Nothing in the entries may differ when you return them.
*** Records for the task
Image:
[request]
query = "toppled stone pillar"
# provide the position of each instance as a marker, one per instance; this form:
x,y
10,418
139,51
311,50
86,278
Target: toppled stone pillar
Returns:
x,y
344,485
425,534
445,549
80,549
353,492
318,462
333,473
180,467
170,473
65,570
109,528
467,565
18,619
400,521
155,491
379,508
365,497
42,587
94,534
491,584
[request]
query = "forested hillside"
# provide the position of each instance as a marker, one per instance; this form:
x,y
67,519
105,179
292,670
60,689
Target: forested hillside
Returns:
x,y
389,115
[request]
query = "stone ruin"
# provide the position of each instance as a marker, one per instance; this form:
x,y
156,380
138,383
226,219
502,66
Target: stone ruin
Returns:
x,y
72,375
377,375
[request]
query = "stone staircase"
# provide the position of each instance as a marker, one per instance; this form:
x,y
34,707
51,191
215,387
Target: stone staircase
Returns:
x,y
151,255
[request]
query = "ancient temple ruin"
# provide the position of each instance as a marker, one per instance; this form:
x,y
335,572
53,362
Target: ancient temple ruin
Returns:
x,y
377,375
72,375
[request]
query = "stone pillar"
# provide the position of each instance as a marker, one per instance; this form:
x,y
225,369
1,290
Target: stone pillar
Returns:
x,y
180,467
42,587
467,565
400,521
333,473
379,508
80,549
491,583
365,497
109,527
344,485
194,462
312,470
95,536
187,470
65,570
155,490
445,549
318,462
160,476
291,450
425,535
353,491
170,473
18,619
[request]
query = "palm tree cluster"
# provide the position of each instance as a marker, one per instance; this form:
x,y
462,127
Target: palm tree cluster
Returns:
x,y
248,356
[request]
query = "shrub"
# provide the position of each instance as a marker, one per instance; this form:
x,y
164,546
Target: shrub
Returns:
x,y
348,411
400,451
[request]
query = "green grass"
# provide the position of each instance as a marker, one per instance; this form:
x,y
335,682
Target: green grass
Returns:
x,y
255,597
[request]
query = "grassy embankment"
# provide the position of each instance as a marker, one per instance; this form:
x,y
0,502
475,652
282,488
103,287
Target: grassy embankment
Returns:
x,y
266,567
******
# [Answer to this task]
Image:
[request]
query = "toppled stone pillar"
# provide the position of each instance as a marker, one per instance; this form:
x,y
10,418
139,51
311,50
86,278
Target: toppled stone pillar
Returns:
x,y
344,485
425,534
445,549
80,549
353,492
318,462
333,473
180,467
170,473
65,570
109,528
467,565
18,619
400,521
155,491
379,508
365,497
42,587
94,534
491,584
[request]
query = "forested hillside"
# provide the position of each instance as a marker, one per instance; this form:
x,y
67,519
105,179
292,670
60,689
Target: forested hillside
Returns:
x,y
389,115
[request]
query = "stone ruin"
# provide the position of each instance as a marker, one per instance; this form:
x,y
156,380
138,383
226,219
502,66
Target: stone ruin
Returns:
x,y
72,375
377,375
[request]
query = "stone staircase"
# provide the position of each instance as a marker, one per instance; this form:
x,y
34,707
51,191
215,387
Target: stone staircase
Returns:
x,y
151,255
[request]
query = "ancient temple ruin"
# provide the position of each instance as a marker, one per instance; this form:
x,y
335,572
53,362
Target: ancient temple ruin
Returns:
x,y
377,375
72,375
[request]
query = "stone pillar"
# provide the position of each instance as a marker, one per instance; this form:
x,y
225,369
1,290
Target: stone pillar
Returns:
x,y
180,467
42,587
467,565
400,521
333,473
379,508
80,549
491,583
365,497
109,527
344,485
194,462
312,470
95,536
187,470
65,570
155,490
445,549
318,462
160,476
291,450
425,535
353,491
170,473
18,619
[request]
query = "palm tree cluster"
# provide the position of each instance as a marker, one per instance; this form:
x,y
462,127
Target: palm tree cluster
Returns:
x,y
248,356
[request]
query = "shrub"
# provide the position of each instance as a marker, one per instance; this form:
x,y
164,546
Target: shrub
Returns:
x,y
348,411
400,451
[request]
query = "green grass"
# provide the position of each instance as a marker, one per instance; this form:
x,y
335,682
Target: green grass
Returns:
x,y
255,597
[request]
query = "grassy embankment"
# provide the position of each instance as a marker, one per instance; this form:
x,y
0,502
475,652
282,488
103,287
Target: grassy embankment
Returns:
x,y
266,567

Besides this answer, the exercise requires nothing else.